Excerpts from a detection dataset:

^^^^^^^^

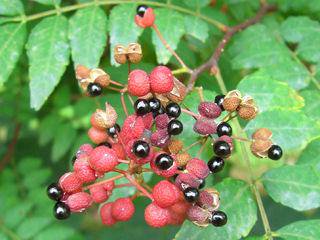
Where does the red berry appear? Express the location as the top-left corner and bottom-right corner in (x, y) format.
(186, 158), (210, 179)
(134, 7), (155, 28)
(144, 202), (171, 228)
(111, 198), (135, 222)
(66, 192), (92, 212)
(198, 102), (221, 118)
(193, 117), (217, 135)
(89, 185), (109, 203)
(73, 157), (97, 183)
(88, 127), (108, 144)
(100, 202), (117, 226)
(128, 69), (150, 97)
(89, 146), (118, 173)
(59, 172), (82, 193)
(152, 180), (181, 208)
(150, 66), (174, 93)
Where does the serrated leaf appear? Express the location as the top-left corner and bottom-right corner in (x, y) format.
(245, 110), (319, 151)
(262, 165), (320, 211)
(237, 70), (304, 112)
(277, 219), (320, 240)
(175, 178), (257, 240)
(297, 138), (320, 171)
(33, 0), (61, 6)
(0, 22), (27, 85)
(152, 9), (186, 64)
(229, 24), (311, 89)
(17, 217), (53, 239)
(69, 7), (108, 68)
(300, 90), (320, 121)
(184, 15), (209, 42)
(281, 17), (320, 63)
(0, 0), (24, 16)
(110, 4), (143, 65)
(27, 16), (70, 110)
(51, 124), (77, 162)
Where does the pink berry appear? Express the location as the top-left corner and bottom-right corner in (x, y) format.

^^^^^^^^

Please format the items above as a numbered list with one line per entry, skipping blank lines and leaving out the pictures.

1. Where does the red berry appear? Express the location as the top-left corner and bottom-right corner in (x, y) format.
2. (186, 158), (210, 179)
3. (134, 7), (155, 28)
4. (144, 202), (171, 228)
5. (111, 198), (135, 222)
6. (66, 192), (92, 212)
7. (198, 102), (221, 118)
8. (193, 117), (217, 135)
9. (89, 185), (109, 203)
10. (73, 157), (97, 183)
11. (88, 127), (108, 144)
12. (100, 202), (117, 226)
13. (128, 69), (150, 97)
14. (89, 146), (118, 173)
15. (59, 172), (82, 193)
16. (152, 180), (181, 208)
17. (150, 66), (174, 93)
18. Where does the serrated leaf appear? Express the location as the top-left corner and bottom-right corner in (x, y) format.
19. (245, 110), (319, 151)
20. (262, 165), (320, 211)
21. (237, 70), (304, 112)
22. (277, 219), (320, 240)
23. (175, 178), (257, 240)
24. (297, 138), (320, 171)
25. (33, 0), (61, 6)
26. (0, 22), (27, 85)
27. (152, 9), (186, 64)
28. (229, 24), (311, 89)
29. (17, 217), (53, 239)
30. (69, 7), (108, 68)
31. (300, 90), (320, 121)
32. (184, 15), (209, 42)
33. (281, 17), (320, 63)
34. (0, 0), (24, 16)
35. (110, 4), (143, 65)
36. (27, 16), (70, 110)
37. (51, 124), (77, 162)
38. Where does the pink berry appear? Express the location as the top-left corner and bottom-right corner in (x, y) format.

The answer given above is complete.